[Records excerpted from a collection]
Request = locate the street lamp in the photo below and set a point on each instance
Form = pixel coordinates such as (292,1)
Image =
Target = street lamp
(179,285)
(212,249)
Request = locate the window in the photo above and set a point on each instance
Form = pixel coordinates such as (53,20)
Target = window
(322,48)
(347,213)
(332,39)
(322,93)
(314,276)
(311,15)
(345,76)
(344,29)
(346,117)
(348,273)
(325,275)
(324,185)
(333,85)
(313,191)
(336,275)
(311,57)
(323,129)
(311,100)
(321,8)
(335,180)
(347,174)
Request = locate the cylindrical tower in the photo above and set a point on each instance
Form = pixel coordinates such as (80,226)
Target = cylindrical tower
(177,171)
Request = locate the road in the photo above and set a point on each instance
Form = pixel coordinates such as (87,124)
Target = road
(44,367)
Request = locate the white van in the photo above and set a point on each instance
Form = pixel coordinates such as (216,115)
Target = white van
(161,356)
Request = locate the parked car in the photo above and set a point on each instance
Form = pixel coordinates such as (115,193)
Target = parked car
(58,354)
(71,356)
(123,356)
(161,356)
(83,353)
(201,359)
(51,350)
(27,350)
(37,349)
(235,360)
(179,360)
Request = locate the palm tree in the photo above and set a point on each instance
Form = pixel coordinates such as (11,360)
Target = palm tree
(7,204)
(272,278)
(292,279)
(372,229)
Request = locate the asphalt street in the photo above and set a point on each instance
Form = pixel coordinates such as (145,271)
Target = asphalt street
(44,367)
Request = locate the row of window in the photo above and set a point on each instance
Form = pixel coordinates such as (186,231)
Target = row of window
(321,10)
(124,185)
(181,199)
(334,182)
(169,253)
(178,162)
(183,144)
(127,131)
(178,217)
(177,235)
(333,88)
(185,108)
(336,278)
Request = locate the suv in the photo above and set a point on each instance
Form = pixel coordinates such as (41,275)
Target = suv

- Required work: Extract all of the material exactly as it is written.

- Complete response:
Request = locate the street lamp in the photo below and set a point on each instance
Form = pixel coordinates such as (292,1)
Image =
Target = street lamp
(179,285)
(212,249)
Request = locate the window in the photo above and set a point on each instance
Form = pixel coordinates such as (53,20)
Target = window
(322,48)
(347,213)
(332,39)
(322,93)
(314,276)
(311,15)
(345,76)
(344,29)
(346,117)
(348,273)
(325,275)
(324,185)
(333,85)
(313,191)
(336,275)
(311,57)
(323,129)
(311,100)
(321,8)
(335,180)
(347,174)
Request = locate the cylindrical tower in the photo above and set a point on each instance
Form = pixel coordinates such as (80,226)
Target = cylindrical tower
(177,171)
Request = locate the road in the photo above and set a point on each instance
Form = pixel coordinates such as (87,124)
Target = road
(44,367)
Request = locate the white van in the photo above and set a point on each instance
Form = pixel coordinates such as (216,115)
Target = white van
(161,356)
Request = locate the parked car in the photo above and set a point on each instance
Form = pixel coordinates such as (115,193)
Target = parked car
(58,354)
(71,356)
(123,356)
(161,356)
(83,353)
(201,359)
(51,350)
(27,350)
(37,349)
(235,360)
(179,360)
Request = locate the palm tree in the photo above and set a point on each instance
Form = pixel coordinates such as (11,360)
Target = palm tree
(7,204)
(272,278)
(292,279)
(372,229)
Request = locate the asphalt street in the photo above and set a point on each instance
Form = pixel coordinates such as (145,271)
Target = asphalt street
(44,367)
Request = locate the row of window in the photo above and set a point on each instance
Form = pixel coordinates such as (186,231)
Target = row of window
(321,10)
(124,185)
(181,199)
(334,182)
(169,253)
(178,162)
(183,144)
(127,131)
(178,217)
(177,235)
(333,88)
(185,108)
(336,278)
Request = locate the suv in the photo above and set a point on each instance
Form = pixel coordinates such as (41,275)
Target = suv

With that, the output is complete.